## SHORT TASK
Transcribe every line of the listing below without any deviation.

▬▬▬▬▬▬

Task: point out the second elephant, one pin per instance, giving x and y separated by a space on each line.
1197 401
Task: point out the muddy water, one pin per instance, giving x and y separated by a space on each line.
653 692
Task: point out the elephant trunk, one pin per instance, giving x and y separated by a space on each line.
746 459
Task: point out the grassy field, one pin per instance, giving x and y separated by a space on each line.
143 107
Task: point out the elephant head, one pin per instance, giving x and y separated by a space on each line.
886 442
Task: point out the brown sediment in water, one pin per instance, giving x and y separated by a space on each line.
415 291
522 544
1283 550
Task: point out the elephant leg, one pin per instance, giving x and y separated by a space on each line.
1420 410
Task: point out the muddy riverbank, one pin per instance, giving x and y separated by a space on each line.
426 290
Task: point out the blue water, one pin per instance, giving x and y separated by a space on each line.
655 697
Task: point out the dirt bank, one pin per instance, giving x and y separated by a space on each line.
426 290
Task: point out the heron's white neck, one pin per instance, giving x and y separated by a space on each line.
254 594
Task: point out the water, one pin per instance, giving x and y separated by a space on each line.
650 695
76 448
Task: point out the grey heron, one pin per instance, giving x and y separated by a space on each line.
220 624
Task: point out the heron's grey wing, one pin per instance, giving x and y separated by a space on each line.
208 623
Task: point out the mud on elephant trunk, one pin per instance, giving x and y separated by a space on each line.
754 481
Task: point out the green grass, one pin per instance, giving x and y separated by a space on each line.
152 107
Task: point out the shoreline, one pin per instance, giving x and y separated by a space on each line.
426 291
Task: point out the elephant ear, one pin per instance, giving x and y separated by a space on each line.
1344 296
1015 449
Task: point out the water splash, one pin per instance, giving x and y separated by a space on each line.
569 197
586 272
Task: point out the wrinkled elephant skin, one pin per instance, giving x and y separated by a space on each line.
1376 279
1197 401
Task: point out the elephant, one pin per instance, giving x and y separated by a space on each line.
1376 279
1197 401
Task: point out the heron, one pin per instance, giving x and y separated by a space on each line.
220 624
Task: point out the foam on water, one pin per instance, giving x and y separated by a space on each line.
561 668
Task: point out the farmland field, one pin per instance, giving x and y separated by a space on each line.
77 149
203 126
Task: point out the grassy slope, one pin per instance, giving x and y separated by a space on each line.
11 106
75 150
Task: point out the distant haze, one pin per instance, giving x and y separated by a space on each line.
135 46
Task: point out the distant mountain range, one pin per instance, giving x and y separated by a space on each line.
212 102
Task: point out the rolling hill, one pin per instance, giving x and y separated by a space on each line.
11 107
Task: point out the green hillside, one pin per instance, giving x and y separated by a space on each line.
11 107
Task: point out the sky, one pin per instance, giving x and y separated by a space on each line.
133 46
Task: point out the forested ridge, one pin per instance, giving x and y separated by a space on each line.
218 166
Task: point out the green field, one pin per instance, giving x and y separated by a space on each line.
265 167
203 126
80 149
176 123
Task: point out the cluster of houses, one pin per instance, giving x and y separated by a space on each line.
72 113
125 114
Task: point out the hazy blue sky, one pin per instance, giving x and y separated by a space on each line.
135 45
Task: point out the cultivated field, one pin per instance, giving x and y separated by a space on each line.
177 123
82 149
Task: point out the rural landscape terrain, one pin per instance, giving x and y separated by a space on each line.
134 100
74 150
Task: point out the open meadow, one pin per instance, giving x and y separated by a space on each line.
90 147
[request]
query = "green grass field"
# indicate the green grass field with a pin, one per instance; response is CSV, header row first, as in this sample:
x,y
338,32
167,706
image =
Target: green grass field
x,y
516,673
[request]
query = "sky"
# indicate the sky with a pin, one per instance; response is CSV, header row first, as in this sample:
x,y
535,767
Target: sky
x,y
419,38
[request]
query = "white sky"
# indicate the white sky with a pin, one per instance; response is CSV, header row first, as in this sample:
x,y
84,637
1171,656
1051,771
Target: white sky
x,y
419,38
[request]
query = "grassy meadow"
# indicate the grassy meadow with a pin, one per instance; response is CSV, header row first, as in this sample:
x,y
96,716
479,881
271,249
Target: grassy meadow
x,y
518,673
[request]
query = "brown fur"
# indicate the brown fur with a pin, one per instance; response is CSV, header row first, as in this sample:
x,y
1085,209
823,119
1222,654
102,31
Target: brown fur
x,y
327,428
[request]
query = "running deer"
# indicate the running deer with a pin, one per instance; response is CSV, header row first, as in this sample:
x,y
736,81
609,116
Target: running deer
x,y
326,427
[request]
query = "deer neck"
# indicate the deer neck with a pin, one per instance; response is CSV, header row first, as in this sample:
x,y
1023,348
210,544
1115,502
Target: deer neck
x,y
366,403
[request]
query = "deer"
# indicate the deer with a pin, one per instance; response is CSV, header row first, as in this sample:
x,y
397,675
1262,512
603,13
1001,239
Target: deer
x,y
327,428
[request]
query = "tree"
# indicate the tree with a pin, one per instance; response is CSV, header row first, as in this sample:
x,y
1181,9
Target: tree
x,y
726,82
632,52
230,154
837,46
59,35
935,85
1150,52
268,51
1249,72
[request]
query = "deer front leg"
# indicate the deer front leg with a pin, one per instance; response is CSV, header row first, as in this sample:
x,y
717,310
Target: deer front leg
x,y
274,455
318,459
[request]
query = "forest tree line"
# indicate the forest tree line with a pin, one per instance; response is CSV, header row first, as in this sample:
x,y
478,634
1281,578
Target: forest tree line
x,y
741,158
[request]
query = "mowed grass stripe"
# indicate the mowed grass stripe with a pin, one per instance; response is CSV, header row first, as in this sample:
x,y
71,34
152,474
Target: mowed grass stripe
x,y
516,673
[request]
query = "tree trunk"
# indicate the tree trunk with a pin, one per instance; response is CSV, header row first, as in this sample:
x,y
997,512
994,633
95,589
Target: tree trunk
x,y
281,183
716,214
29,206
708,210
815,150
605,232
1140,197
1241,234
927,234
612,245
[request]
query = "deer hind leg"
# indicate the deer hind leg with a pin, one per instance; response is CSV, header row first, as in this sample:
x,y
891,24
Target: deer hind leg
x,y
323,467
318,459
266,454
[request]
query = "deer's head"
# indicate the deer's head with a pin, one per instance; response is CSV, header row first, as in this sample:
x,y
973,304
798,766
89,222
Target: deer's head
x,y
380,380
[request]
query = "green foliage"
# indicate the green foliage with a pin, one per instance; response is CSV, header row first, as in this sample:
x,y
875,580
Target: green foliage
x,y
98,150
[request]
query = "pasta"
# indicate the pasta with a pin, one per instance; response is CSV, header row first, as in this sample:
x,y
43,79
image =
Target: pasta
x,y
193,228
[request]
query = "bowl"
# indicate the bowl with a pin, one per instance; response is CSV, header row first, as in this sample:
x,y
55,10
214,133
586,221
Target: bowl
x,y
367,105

▬▬▬▬▬▬

## SOLUTION FOR THIS PROBLEM
Task: point out the second elephant, one pin per instance, giving x and y separated by a space on each line.
1197 401
Task: point out the muddy water, one pin per instance, giving x and y separated by a space on each line.
653 692
Task: point out the elephant trunk, one pin per instance, giving x and y separated by a space on each line.
746 459
Task: point out the grassy field, one pin per instance, giving x and y separated by a space on each line.
143 107
Task: point out the elephant head, one pin per instance, giving x and y separated by a space on each line.
886 442
Task: point out the brown sediment in water, one pin per instance, giving x and y separated by a space on each line.
415 291
522 544
1283 550
Task: point out the elephant leg, one pin per instance, giving x and y separated by a space on each line.
1420 410
Task: point out the muddy riverbank, one pin per instance, giving x and y separated by a space on each line.
426 290
Task: point out the blue water, one pin per instance, giving x and y separated by a space on each line.
655 697
Task: point out the dirt bank, one pin per instance, giving x and y separated by a space on each line.
426 290
Task: point out the heron's white neck, one pin per instance, giving x and y separated by a space on each line.
254 594
Task: point out the water, one pin per instance, giving x and y separated by a space on each line.
650 695
76 448
Task: point out the grey heron, one pin per instance, giving x and y separated by a space on each line.
220 624
Task: point out the heron's grey wing, one pin per instance, giving x and y separated by a space on each line.
208 623
Task: point out the mud on elephant trunk, one pin per instance, giving x and y separated by a space on each line.
754 481
Task: point out the green grass, one pin per instance, giving x and y separated by a space on each line.
152 107
Task: point out the shoreline, one pin per instance, giving x and y separated by a space on each line.
426 291
Task: point out the elephant ear, one pin per instance, giving x and y separated by a space on each line.
1344 296
1015 449
Task: point out the water splash, one pin per instance, giving x and y separated by a space on each line.
569 197
586 272
Task: point out the wrinkled elephant skin, one pin per instance, giving x and y separated by a space on each line.
1376 279
1197 401
Task: point out the elephant, one pin per instance, giving x and y separated by a space on each line.
1376 279
1197 401
Task: point out the heron, one pin per instance, giving x and y separated by a space on each line.
220 624
Task: point out the foam on water, one pin per instance, giving x and y separated by a space on each line.
561 668
Task: point out the farmland field, one pin per instance, giving x and y separated by a space on each line.
77 149
203 126
Task: point out the grassy slope, one pin per instance, giving x and y separated by a space on each line.
11 106
75 150
Task: point out the distant haze, one pin per instance, giving x and y separated by a space on each line.
135 46
Task: point out the distant mountain range, one pin per instance, giving x and y separated by a space on each line.
212 102
Task: point out the rolling hill, one pin per instance, giving x and y separated by a space on each line.
11 107
Task: point out the green hillside, one pin per instance, giving x and y separated by a space on each line.
11 107
Task: point out the sky, one pin per instance, giving x and y separated by a space on each line.
133 46
Task: point out the forested ridge, one pin per instance, giving x and y separated by a space on each line.
218 166
Task: point out the green field, one pin per instance, giving x and y separated by a space on each line.
265 167
203 126
80 149
176 123
Task: point out the cluster of houses, one pin per instance, giving x and y separated by a space on each line.
72 113
125 114
Task: point out the hazy blue sky, one pin per instance, giving x and y separated by a space on each line.
135 45
Task: point out the cultivated field, one pin per instance, giving x and y separated by a space on each line.
177 123
82 149
Task: point out the rural landscape terrain, one pin per instance, giving x and y separated by a space on each line.
134 100
74 150
Task: point out the open meadow, one pin per instance, giving x and y separated by a space on each line.
90 147
[request]
query = "green grass field"
# indicate the green grass field with a pin, one per instance; response is CSV, header row first, as in this sample:
x,y
338,32
167,706
image =
Target: green grass field
x,y
516,673
[request]
query = "sky"
# indicate the sky with a pin, one per instance; response is CSV, header row first, as in this sample:
x,y
535,767
Target: sky
x,y
419,38
[request]
query = "white sky"
# indicate the white sky with a pin, one per instance; response is CSV, header row first, as in this sample:
x,y
84,637
1171,656
1051,771
Target: white sky
x,y
419,38
[request]
query = "grassy meadow"
# indicate the grassy meadow with a pin, one per instance; response is CSV, header row first, as in this sample:
x,y
96,716
479,881
271,249
Target: grassy meadow
x,y
518,673
[request]
query = "brown fur"
# indicate the brown fur with a pin, one per instance; response is CSV, header row first, as in this sample:
x,y
1085,209
823,119
1222,654
102,31
Target: brown fur
x,y
327,428
[request]
query = "running deer"
# indicate the running deer with a pin, one per instance; response is CSV, header row first, as in this sample:
x,y
736,81
609,116
Target: running deer
x,y
326,427
[request]
query = "deer neck"
# indicate the deer neck with a pin, one per instance; response is CSV, header row first, as in this sample:
x,y
1023,348
210,544
1115,502
Target: deer neck
x,y
366,403
[request]
query = "deer"
# indicate the deer with a pin, one per instance; response is CSV, header row first, as in this sample:
x,y
397,675
1262,512
603,13
1001,239
Target: deer
x,y
327,428
[request]
query = "tree"
# indicate the tree with a pin, one per instance; response is CSV, header row first, as in this sample:
x,y
1181,9
Target: tree
x,y
726,82
632,52
230,154
837,46
59,35
935,85
1150,52
268,51
1249,72
[request]
query = "deer front leg"
# indicate the deer front leg with a pin, one per instance; response is CSV, header row first, as in this sample:
x,y
717,310
Target: deer front leg
x,y
274,455
318,459
[request]
query = "forest tree line"
# indicate the forest tree line with a pin, one per instance; response is CSV, header row first, as in this sample:
x,y
478,634
1281,578
Target: forest tree line
x,y
741,158
[request]
query = "mowed grass stripe"
# indicate the mowed grass stripe with a pin, one per instance; response is CSV, header row first, as in this sample:
x,y
71,34
152,474
Target: mowed grass stripe
x,y
516,673
[request]
query = "tree trunk"
# indicate the tree trunk with a pin, one per instance; response is CSV, header row first, as in this sample:
x,y
997,512
994,633
95,589
Target: tree trunk
x,y
281,183
716,214
29,206
708,210
815,150
605,232
1140,197
1241,234
927,234
612,245
[request]
query = "deer hind leg"
# indicate the deer hind leg with a pin, one per instance; response is CSV, header row first, as in this sample:
x,y
891,24
Target: deer hind leg
x,y
323,467
318,459
266,454
[request]
query = "deer's head"
# indicate the deer's head with a pin, one per instance; response is CSV, header row first, as in this sample:
x,y
973,304
798,766
89,222
Target: deer's head
x,y
380,380
[request]
query = "green foliage"
# indicate the green foliage with a pin, one per instance; response is CSV, header row first, as in this sample:
x,y
875,580
Target: green foliage
x,y
98,150
[request]
query = "pasta"
# indicate the pasta with a pin, one per instance; response is CSV, header row first, as in this sample:
x,y
43,79
image =
Target: pasta
x,y
193,228
[request]
query = "bowl"
# indicate the bowl with a pin, one per instance; response is CSV, header row first, as in this sample:
x,y
55,10
214,133
586,221
Target: bowl
x,y
367,105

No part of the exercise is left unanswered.